Assignment
Scan the data below for lines holding the word "yellow", and copy each line found.

Listed records
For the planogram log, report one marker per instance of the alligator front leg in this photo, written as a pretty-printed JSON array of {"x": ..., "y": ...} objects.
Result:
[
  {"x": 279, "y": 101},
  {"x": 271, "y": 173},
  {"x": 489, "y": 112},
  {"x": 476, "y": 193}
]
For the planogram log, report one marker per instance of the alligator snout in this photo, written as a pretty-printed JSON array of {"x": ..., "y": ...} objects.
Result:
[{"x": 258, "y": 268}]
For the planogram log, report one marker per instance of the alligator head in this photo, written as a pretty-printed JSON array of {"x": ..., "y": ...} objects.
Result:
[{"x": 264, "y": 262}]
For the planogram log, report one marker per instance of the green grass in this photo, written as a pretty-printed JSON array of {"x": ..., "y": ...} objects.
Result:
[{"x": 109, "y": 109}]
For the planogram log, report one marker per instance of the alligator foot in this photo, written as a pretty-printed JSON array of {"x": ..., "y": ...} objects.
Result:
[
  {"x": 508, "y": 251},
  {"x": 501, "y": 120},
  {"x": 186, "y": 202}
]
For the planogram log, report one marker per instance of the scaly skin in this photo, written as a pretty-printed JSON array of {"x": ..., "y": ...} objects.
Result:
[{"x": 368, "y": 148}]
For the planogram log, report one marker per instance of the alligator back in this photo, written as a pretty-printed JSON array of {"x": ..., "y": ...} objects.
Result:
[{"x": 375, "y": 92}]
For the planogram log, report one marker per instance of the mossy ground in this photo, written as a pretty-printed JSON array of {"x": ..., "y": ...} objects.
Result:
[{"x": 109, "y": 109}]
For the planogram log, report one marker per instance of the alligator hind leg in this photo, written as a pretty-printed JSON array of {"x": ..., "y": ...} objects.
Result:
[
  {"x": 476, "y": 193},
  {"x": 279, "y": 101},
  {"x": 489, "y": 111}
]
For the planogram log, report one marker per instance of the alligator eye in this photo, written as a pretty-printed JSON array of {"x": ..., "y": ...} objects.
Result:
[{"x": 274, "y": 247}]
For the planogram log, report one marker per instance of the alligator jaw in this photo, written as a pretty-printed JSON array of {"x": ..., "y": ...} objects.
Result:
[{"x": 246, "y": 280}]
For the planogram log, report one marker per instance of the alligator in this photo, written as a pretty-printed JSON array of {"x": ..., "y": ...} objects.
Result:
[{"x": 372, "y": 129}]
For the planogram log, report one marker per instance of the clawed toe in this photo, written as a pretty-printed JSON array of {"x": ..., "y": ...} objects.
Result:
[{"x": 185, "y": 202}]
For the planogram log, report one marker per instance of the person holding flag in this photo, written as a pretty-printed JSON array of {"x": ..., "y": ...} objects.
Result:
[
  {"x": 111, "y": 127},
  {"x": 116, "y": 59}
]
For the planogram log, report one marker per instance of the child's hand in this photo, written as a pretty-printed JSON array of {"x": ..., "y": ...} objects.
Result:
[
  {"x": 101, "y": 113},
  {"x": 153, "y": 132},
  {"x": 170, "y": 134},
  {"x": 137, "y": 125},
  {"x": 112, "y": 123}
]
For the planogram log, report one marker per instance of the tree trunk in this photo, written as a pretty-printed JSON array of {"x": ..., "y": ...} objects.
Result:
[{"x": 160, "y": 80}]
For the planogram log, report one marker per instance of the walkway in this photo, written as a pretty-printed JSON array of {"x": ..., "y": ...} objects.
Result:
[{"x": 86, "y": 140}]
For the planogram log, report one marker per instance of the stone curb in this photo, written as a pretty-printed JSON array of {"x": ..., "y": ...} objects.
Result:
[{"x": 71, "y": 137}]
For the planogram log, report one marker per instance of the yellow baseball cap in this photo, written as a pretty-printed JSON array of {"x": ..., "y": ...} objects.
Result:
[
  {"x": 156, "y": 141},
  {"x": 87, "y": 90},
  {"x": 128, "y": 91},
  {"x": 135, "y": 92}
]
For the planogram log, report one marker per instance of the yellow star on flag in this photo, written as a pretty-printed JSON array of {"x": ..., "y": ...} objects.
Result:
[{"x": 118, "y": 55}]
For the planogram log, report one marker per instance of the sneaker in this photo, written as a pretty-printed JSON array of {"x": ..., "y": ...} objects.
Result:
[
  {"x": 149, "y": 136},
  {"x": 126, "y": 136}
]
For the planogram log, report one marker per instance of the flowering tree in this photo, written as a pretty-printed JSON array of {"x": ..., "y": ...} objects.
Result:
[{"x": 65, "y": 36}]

...

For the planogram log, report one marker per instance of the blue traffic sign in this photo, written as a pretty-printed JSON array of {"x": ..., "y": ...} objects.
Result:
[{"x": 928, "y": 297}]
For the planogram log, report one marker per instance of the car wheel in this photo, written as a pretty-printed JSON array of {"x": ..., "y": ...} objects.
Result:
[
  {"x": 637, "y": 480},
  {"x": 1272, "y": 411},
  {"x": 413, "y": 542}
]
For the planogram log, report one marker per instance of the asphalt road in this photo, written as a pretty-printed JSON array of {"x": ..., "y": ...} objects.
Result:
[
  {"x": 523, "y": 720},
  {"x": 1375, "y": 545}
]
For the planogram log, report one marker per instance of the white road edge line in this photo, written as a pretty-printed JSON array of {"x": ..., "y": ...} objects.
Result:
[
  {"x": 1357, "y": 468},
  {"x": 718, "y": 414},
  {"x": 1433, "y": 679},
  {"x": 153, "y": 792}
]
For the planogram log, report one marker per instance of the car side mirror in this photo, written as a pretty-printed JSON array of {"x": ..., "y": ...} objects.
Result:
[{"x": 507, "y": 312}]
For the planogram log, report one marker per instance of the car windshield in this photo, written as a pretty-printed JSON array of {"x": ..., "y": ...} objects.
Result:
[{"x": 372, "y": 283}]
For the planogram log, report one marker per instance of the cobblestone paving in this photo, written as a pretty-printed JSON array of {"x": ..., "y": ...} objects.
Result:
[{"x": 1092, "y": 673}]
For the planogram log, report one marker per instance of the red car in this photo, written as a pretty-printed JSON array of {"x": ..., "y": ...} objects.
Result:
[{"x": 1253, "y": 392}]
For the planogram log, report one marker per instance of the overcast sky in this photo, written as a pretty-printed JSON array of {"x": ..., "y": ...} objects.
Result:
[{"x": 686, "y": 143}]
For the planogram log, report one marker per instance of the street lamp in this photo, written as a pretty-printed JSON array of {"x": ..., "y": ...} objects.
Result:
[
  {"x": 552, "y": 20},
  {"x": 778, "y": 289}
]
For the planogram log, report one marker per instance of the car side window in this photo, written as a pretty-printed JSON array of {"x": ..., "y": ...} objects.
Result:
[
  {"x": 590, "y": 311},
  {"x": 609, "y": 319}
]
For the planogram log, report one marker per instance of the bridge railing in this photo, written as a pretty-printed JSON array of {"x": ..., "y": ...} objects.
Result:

Task solution
For the planogram log, report one marker per instance of the yellow baseball cap in this photo, written as a pretty-printed JSON array of {"x": ..., "y": ...} objects.
For the planogram log, report one marker per instance of the yellow star on flag in this photo, written as a pretty-printed JSON array of {"x": ..., "y": ...} objects.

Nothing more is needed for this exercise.